* How to complete this task: From the passage on Coast Guard Island, write out the words beginning at "- Atlantic Area" and ending at "within Base Alameda.", copied word for word.

* Exercise passage:
┄┄┄┄┄┄┄┄┄┄

Coast Guard Base Alameda also referred to as Coast Guard Island is an artificial island in the Oakland Estuary between Oakland and Alameda, California. It is home to several major United States Coast Guard commands and cutters, including the Coast Guard Pacific Area. It is one of the largest Coast Guard bases on the West Coast. From 1942 until 1982, the island was the site of the Coast Guard's recruiting training center (boot camp), enlisting and training hundreds of thousands of coast guardsmen including many of the 214,239 who served in the Pacific and European Theaters of the Second World War.

The 67 acre island is situated in the historic Brooklyn Basin, now known as Embarcadero Cove. It is within Alameda city limits, but is tied to land only via a bridge from Dennison Street in Oakland.

==Tenant commands==
The island houses a number of U.S. Coast Guard commands and its facilities are managed by Base Alameda. Over 1200 personnel are assigned to the island. Area commands include:

- Pacific Area and Defense Force West
- Maritime Intelligence Fusion Center Pacific (MIFC-PAC)
- Sector San Francisco (Prevention Department; the remainder of Sector San Francisco is housed at nearby Yerba Buena Island)
- Pacific Regional Fisheries Training Center (formerly known as Training Team West)
- Maritime Safety and Security Team 91105 (MSST 91105)
- Port Security Unit 312

It is also the homeport for four Legend-class cutters:

- USCGC Bertholf (WMSL-750)
- USCGC Waesche (WMSL-751)
- USCGC Stratton (WMSL-752)
- USCGC Munro (WMSL-755)

Coast Guard Island also houses and supports a number of other Coast Guard commands with detachments or regional offices located on the island, including:

- Coast Guard Investigative Service (CGIS) Pacific Region
- Legal Service Command West
- Personnel Service Center Detachment Alameda
- Coast Guard Office of Civil Rights Detachment Region 3
- Coast Guard Office of Civilian Human Resources (CG-121), Human Resources Operations Division, Human Resources Center-West
- Surface Forces Logistics Center (SFLC) Detachment Alameda
- Shore Infrastructure Logistics Center Detachment Alameda
- Coast Guard Office of Contingency and Deployable Logistics, DOL-42 (Pacific Area) and DOL-43 ((Atlantic Area)
- Atlantic Area International Port Security Detachment Alameda
- Electronic Support Detachment (ESD) Alameda

Coast Guard Electronic Support Unit (ESU) Alameda and Naval Engineering Support Unit (NESU) Alameda were also located on the island until those units were decommissioned in 2013. The functions and capabilities of the units remain as departments within Base Alameda.

The facilities on Coast Guard Island also include an Integrated Support Command (ISC), enlisted barracks, a medical and dental clinic, and public works facilities to service the island.

==History and formation==
Originally known as Government Island, this artificial island was formed in 1913 by the dredging project that extended the Oakland Estuary to San Leandro Bay. The Coast Guard first came to the island in 1926 when it established "Base 11" under an executive order signed in September 1931 that gave title to a 15 acre tract for a permanent base. Improvements were started at that time and by 1933 included streets, utilities, spur tracks, a trestle bridge from Oakland, a transformer station, and rebuilding of the existing wharves. The cost was more than one and a half million dollars and provided facilities for Base 11 and the Coast Guard Store (warehouses).

┄┄┄┄┄┄┄┄┄┄

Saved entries

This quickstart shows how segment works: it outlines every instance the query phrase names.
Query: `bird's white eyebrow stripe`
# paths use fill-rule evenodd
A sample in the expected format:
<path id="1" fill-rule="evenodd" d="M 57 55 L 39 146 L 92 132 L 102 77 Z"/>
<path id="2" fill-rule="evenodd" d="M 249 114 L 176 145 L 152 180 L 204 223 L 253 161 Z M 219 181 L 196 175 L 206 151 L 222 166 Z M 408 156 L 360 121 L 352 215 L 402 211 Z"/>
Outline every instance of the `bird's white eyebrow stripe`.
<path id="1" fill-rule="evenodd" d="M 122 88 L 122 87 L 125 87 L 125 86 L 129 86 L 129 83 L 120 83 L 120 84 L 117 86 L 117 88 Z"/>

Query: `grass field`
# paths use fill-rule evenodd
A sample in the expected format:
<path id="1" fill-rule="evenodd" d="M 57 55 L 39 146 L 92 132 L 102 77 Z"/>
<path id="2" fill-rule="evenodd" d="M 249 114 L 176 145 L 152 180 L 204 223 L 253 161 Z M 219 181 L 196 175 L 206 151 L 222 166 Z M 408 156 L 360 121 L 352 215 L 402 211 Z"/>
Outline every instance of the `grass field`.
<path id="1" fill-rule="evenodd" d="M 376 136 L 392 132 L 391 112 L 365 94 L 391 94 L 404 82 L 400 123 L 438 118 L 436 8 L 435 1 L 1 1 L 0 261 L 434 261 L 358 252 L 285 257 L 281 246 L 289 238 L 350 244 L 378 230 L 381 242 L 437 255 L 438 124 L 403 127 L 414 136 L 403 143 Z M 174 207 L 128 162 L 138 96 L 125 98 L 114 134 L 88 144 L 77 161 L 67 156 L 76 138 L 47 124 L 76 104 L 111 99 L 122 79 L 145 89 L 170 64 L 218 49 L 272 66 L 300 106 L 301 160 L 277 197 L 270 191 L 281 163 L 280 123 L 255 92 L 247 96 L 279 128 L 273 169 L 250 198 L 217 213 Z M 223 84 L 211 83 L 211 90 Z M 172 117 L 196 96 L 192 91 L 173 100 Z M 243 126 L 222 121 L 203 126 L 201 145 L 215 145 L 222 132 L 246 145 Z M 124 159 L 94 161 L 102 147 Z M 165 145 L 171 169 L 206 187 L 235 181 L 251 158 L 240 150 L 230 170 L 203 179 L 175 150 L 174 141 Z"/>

┄┄┄┄┄┄┄┄┄┄

* Output below:
- Atlantic Area International Port Security Detachment Alameda
- Electronic Support Detachment (ESD) Alameda

Coast Guard Electronic Support Unit (ESU) Alameda and Naval Engineering Support Unit (NESU) Alameda were also located on the island until those units were decommissioned in 2013. The functions and capabilities of the units remain as departments within Base Alameda.